WHAT NEEDS TO BE DONE -
Your answer should consist of the lines in the listing that hold "Provide".

DATA RECORDS -
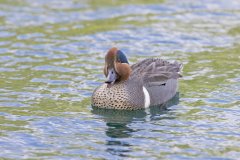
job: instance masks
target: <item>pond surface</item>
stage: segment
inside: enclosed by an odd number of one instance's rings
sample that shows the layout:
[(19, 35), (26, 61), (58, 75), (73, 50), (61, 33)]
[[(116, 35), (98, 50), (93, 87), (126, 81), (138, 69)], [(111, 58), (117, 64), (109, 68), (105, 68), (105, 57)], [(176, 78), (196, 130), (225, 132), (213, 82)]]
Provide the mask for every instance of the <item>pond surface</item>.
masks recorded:
[[(238, 0), (1, 0), (0, 158), (238, 159)], [(167, 110), (97, 110), (106, 51), (184, 63)]]

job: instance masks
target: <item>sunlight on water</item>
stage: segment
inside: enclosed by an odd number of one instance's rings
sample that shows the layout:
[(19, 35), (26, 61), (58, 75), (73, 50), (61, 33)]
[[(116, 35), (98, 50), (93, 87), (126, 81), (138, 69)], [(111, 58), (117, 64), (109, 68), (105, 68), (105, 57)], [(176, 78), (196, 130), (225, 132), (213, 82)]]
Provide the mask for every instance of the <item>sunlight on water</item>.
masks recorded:
[[(0, 159), (238, 159), (240, 3), (0, 1)], [(91, 107), (106, 51), (183, 62), (169, 108)]]

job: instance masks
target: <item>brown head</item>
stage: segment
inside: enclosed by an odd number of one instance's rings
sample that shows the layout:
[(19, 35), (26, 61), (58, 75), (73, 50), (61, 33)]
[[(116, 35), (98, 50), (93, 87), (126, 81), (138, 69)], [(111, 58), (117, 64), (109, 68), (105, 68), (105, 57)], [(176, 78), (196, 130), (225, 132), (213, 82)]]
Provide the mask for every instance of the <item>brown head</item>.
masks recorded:
[(131, 71), (124, 53), (115, 47), (111, 48), (105, 56), (104, 74), (107, 77), (105, 83), (113, 84), (127, 80)]

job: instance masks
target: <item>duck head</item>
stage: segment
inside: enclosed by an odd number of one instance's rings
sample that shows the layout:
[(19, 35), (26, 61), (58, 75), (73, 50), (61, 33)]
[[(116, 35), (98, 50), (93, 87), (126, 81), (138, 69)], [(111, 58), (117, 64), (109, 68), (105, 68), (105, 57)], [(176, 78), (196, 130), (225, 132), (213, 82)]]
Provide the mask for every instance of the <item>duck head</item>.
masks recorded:
[(125, 54), (117, 48), (111, 48), (105, 56), (105, 83), (114, 84), (127, 80), (131, 74), (131, 67)]

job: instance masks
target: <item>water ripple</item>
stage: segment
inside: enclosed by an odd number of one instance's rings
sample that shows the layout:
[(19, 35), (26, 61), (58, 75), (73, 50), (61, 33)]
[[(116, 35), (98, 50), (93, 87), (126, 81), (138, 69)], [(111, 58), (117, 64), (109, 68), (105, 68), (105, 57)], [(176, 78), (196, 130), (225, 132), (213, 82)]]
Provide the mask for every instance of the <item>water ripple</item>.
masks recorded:
[[(238, 159), (238, 0), (3, 1), (0, 157)], [(167, 110), (92, 108), (107, 50), (184, 63)]]

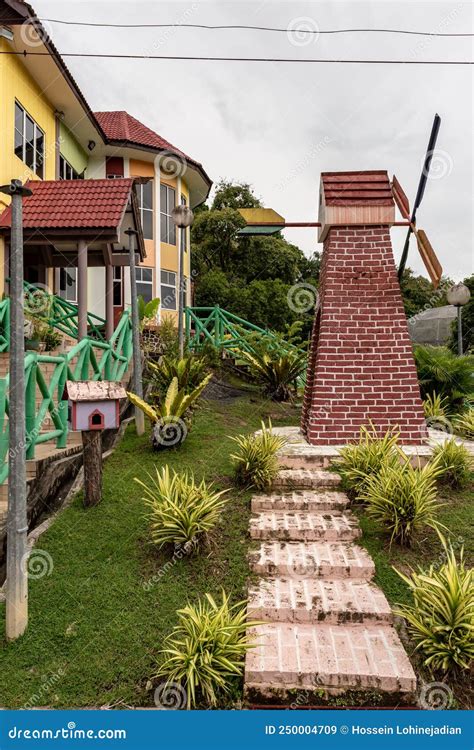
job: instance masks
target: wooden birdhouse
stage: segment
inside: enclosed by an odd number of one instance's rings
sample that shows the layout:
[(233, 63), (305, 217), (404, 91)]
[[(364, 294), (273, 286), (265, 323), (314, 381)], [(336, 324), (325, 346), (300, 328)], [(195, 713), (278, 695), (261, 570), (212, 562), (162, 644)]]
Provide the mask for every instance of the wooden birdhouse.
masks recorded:
[(66, 383), (73, 430), (113, 430), (120, 424), (120, 399), (126, 398), (120, 383), (85, 380)]

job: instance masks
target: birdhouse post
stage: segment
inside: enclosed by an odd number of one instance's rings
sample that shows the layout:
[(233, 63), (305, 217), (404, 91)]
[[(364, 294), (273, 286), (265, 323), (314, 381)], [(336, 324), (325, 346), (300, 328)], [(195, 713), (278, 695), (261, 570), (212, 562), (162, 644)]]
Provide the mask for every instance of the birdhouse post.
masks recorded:
[(313, 445), (342, 445), (373, 423), (419, 444), (426, 425), (397, 279), (385, 171), (321, 175), (324, 242), (302, 430)]
[(120, 399), (126, 392), (120, 383), (86, 380), (66, 383), (71, 426), (81, 430), (84, 457), (84, 505), (102, 498), (102, 431), (120, 424)]

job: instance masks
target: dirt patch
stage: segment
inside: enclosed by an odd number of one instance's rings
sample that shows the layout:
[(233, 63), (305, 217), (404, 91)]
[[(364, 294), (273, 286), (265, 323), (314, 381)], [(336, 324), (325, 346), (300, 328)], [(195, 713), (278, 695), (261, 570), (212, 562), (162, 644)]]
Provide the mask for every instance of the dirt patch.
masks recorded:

RESPONSE TO THE TASK -
Provide the mask for every instance of the <item>pond surface</item>.
Provide the mask for every instance of the <item>sunlight on water</item>.
Provide the mask for every instance of the <item>brown head</item>.
Provide the mask for every instance of the <item>duck head</item>.
Provide the mask for every instance of the <item>water ripple</item>.
Provide the mask for every instance of the wooden birdhouse.
Provide the mask for every instance of the birdhouse post.
Provide the mask for every instance of the dirt patch.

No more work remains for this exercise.